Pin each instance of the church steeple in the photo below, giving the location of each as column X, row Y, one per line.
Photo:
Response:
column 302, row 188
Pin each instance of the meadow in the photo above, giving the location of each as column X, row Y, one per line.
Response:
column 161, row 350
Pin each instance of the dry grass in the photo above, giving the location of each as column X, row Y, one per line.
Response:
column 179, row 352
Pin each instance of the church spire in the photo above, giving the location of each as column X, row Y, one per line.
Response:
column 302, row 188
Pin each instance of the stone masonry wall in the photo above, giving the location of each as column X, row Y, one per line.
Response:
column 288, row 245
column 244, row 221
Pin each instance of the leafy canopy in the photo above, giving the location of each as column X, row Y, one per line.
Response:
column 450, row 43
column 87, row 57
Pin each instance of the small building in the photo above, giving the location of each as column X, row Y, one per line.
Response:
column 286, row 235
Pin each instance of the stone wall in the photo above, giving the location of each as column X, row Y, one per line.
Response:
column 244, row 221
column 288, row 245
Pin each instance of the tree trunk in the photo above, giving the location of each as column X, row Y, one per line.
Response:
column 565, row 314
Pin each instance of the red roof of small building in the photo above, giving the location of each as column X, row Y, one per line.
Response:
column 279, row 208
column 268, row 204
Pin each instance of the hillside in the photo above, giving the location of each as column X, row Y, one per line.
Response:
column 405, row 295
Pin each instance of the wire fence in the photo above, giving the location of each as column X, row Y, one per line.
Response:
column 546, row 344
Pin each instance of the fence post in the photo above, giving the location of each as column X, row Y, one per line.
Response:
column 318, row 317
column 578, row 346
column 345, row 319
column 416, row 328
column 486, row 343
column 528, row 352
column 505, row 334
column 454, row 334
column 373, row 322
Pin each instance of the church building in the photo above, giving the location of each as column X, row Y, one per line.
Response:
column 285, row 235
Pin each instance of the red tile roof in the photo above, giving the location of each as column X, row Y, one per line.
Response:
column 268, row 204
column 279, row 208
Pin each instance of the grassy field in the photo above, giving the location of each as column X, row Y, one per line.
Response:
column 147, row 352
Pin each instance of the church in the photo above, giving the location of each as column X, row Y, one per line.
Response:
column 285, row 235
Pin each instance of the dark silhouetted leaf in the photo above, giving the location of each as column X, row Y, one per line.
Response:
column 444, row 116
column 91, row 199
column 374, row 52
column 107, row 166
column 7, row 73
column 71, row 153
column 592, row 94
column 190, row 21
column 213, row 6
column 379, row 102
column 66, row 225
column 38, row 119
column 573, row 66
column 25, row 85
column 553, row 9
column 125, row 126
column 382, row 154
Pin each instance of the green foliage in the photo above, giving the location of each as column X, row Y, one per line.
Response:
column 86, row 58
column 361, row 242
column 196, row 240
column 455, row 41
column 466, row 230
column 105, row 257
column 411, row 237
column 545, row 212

^^^^^^^^^^^^^^^^

YOUR OBJECTIVE →
Please copy out every one of the lines above word for word, keeping their order.

RESPONSE BELOW →
Pin each instance of the church steeple in the photo below, giving the location of each as column X, row Y, one per line.
Photo:
Response:
column 302, row 188
Pin each instance of the meadow in the photo above, giving the location of each as column X, row Y, one per line.
Response:
column 161, row 350
Pin each instance of the dry grass in the photo above, giving the location of each as column X, row Y, one per line.
Response:
column 179, row 352
Pin each instance of the church spire in the photo above, giving the location of each as column X, row Y, one per line.
Response:
column 302, row 188
Pin each instance of the stone masonry wall in the photo above, giving the location of each as column X, row Y, one per line.
Response:
column 288, row 245
column 244, row 221
Pin each instance of the leafy canopy in the photo above, giving the location of each as column X, row Y, one per line.
Response:
column 450, row 43
column 87, row 57
Pin each instance of the small building in the photo above, giving the location of each as column X, row Y, one per line.
Response:
column 286, row 235
Pin each instance of the stone wall in the photo above, giving the location of each as column X, row Y, one per line.
Response:
column 244, row 221
column 288, row 245
Pin each instance of the tree trunk in the photo above, giving the location of each as column X, row Y, one per line.
Response:
column 565, row 314
Pin each instance of the red roof of small building in the photo above, giving the location of each as column X, row Y, one per line.
Response:
column 279, row 208
column 268, row 204
Pin each instance of the hillside in the photo above, giving the location of each as column X, row Y, one per line.
Response:
column 405, row 295
Pin each instance of the wire fence in the photo above, giving the location of each as column X, row Y, one per line.
Response:
column 546, row 344
Pin each instance of the fence post in the photo above, giving the location of each as column X, row Y, one per line.
Response:
column 318, row 317
column 578, row 346
column 345, row 319
column 416, row 328
column 486, row 343
column 528, row 352
column 505, row 334
column 454, row 334
column 373, row 322
Pin each instance of the church building in the photo above, giving the location of each as column X, row Y, one per line.
Response:
column 285, row 235
Pin each instance of the red tile roof in the photo above, giving the location of each as column X, row Y, one per line.
Response:
column 268, row 204
column 279, row 208
Pin each instance of the grassy field in the photo above, giving the location of each as column X, row Y, one per line.
Response:
column 147, row 352
Pin each instance of the church in the photo above, giving the location of each as column X, row Y, one per line.
Response:
column 285, row 235
Pin each instance of the dark silhouetted leaf in the photo above, giving the location of each as column X, row Y, one per line.
Response:
column 444, row 116
column 91, row 199
column 374, row 52
column 107, row 166
column 7, row 73
column 71, row 153
column 592, row 94
column 190, row 21
column 213, row 6
column 379, row 102
column 66, row 225
column 38, row 119
column 573, row 66
column 25, row 85
column 553, row 9
column 125, row 126
column 382, row 154
Pin each instance of the green foliage in the photo above, giving the location of each as column X, row Y, one per line.
Response:
column 86, row 58
column 361, row 242
column 196, row 240
column 455, row 41
column 466, row 230
column 105, row 257
column 411, row 237
column 545, row 212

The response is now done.